Written exercise
Retype exactly the lines that run from the line with "Please put a point on each instance of the blue and" to the final line of the entries, keeping both ends and nothing else.

Record extracts

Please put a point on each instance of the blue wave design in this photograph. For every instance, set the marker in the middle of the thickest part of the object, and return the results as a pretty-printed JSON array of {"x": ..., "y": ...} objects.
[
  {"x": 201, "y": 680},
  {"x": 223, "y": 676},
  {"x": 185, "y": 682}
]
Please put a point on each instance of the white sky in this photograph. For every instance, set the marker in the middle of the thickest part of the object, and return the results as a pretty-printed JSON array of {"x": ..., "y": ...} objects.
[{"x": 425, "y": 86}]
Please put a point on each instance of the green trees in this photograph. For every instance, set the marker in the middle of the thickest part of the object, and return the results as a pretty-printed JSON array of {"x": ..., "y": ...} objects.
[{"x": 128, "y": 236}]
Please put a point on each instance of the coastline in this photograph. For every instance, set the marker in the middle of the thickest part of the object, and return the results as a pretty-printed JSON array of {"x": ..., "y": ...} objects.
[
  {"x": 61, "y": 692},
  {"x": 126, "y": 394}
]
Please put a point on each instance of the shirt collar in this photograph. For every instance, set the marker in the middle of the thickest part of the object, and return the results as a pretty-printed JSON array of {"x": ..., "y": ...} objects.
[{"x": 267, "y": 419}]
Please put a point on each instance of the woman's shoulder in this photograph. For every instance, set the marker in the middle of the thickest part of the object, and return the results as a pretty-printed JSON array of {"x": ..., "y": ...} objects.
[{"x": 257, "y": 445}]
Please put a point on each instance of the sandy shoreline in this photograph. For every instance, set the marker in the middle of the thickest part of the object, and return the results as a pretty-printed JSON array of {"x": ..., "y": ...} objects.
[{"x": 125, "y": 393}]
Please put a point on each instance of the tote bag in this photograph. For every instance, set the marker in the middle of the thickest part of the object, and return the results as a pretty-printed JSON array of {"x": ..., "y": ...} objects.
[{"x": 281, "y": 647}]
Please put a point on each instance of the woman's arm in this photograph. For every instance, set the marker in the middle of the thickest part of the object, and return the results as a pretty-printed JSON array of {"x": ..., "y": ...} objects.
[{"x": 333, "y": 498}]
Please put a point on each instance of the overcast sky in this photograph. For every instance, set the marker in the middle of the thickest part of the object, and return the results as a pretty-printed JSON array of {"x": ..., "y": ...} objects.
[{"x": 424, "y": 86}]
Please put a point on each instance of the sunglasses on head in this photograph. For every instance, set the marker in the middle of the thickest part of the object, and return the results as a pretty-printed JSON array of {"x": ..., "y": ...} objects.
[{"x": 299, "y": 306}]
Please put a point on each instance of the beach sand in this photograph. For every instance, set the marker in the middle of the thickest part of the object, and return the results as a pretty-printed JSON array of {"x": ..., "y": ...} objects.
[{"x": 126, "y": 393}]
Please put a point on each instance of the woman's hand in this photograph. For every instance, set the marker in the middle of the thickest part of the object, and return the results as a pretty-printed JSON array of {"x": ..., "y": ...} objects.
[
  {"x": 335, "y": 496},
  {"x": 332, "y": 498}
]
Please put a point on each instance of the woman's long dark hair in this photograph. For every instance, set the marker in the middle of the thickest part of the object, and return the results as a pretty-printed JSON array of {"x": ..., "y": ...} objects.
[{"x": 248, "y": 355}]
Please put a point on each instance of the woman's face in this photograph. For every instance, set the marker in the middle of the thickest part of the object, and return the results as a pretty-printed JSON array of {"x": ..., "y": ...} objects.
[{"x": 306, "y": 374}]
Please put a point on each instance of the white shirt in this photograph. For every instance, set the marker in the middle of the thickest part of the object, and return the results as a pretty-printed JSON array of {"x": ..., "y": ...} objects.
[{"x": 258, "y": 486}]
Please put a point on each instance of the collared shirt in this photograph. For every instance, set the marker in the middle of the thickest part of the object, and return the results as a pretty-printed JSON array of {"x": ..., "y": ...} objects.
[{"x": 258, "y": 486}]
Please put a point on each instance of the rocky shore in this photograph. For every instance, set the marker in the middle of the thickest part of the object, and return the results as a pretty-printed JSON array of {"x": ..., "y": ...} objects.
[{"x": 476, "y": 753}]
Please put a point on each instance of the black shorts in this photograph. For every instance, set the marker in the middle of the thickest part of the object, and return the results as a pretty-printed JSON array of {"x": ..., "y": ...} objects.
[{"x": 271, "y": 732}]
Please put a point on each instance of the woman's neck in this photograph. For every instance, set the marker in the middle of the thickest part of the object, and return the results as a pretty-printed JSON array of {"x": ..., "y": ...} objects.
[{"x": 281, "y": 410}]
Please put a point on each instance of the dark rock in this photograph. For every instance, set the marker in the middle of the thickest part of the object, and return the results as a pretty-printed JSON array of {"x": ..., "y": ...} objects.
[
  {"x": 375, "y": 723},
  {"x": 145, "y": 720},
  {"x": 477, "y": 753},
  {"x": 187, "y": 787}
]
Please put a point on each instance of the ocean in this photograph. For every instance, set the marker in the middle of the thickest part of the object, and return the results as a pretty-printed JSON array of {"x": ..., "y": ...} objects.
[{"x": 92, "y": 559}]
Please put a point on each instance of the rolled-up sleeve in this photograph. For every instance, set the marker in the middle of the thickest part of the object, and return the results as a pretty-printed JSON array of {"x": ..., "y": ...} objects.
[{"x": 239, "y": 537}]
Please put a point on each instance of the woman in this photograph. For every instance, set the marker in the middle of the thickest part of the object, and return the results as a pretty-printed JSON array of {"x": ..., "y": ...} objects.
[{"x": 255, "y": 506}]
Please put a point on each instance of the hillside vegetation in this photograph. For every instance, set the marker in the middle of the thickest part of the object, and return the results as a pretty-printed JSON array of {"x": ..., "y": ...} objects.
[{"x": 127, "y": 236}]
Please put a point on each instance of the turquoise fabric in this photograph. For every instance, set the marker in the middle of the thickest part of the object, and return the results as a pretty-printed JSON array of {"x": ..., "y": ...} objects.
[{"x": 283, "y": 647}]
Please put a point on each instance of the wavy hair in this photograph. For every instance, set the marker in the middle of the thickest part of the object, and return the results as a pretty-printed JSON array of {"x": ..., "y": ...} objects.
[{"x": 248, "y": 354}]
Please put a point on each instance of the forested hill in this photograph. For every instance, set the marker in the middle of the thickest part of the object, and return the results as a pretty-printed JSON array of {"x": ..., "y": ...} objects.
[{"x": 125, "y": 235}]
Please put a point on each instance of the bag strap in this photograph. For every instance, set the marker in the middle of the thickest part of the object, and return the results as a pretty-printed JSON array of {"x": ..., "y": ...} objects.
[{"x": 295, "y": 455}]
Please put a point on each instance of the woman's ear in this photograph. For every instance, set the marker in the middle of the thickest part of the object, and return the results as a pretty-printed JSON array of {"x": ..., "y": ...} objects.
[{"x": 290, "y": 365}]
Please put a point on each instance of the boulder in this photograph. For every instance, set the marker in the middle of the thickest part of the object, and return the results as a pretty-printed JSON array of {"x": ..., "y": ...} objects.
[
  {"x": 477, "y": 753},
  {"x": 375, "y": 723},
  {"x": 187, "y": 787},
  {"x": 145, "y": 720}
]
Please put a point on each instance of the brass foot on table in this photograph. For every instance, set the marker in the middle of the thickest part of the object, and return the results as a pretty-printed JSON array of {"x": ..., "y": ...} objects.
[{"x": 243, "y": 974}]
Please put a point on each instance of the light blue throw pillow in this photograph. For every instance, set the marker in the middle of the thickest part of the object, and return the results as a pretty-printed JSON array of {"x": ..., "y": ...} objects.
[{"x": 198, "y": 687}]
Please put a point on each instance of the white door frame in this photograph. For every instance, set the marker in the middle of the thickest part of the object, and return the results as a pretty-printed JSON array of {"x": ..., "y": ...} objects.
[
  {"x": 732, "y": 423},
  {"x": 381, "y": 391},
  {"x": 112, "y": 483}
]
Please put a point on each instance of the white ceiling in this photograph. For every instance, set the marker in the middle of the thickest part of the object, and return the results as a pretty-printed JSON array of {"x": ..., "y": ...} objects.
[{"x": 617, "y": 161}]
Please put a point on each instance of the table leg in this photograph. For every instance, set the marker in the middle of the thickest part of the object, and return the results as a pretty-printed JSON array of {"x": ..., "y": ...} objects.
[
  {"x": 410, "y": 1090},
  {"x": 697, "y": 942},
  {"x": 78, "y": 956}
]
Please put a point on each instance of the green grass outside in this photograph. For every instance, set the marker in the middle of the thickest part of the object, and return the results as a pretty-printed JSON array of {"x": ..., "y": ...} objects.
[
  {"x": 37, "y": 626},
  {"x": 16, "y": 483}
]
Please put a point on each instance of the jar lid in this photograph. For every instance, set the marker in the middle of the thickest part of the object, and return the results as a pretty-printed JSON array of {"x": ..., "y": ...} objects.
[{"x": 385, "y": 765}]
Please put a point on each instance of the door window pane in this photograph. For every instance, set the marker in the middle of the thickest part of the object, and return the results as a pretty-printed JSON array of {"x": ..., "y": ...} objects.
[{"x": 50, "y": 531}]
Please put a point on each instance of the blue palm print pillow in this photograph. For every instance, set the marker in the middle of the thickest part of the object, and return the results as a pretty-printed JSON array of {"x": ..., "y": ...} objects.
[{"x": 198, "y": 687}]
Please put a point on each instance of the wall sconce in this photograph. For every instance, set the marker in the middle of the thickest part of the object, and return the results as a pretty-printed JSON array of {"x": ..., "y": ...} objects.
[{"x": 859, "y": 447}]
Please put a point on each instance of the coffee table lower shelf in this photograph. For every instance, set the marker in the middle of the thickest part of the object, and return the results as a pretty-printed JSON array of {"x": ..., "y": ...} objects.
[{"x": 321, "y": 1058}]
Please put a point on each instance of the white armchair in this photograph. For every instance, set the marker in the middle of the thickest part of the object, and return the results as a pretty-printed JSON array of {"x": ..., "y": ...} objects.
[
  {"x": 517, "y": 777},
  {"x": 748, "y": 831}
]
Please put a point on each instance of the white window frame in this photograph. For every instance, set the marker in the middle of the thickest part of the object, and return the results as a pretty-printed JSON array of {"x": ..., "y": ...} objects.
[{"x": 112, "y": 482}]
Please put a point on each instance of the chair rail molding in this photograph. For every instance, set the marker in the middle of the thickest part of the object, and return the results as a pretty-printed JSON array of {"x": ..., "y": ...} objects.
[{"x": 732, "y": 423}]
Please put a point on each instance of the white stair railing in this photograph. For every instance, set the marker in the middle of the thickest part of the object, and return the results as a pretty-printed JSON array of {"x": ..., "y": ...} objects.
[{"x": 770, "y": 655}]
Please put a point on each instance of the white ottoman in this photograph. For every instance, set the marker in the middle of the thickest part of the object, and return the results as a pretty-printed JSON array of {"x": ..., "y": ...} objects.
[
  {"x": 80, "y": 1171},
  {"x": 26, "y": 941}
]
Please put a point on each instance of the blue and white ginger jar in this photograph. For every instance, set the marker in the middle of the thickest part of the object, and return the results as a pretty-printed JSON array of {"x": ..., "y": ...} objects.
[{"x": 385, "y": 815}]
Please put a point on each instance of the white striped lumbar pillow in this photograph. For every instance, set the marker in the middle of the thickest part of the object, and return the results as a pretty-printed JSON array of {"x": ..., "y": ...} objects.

Answer to this exercise
Please put a point on each instance of the blue and white ginger jar in this photograph. For every instance, set the marker in the middle of the thickest part of the object, and return the results as a pretty-printed JSON array of {"x": ..., "y": ...} objects.
[{"x": 385, "y": 815}]
Please put a point on each instance of the white striped lumbar pillow in this photograph. For every instance, set the marker in the middle of the thickest part of the object, and return the results as a pretty-printed JSON array of {"x": ..., "y": ...} objects.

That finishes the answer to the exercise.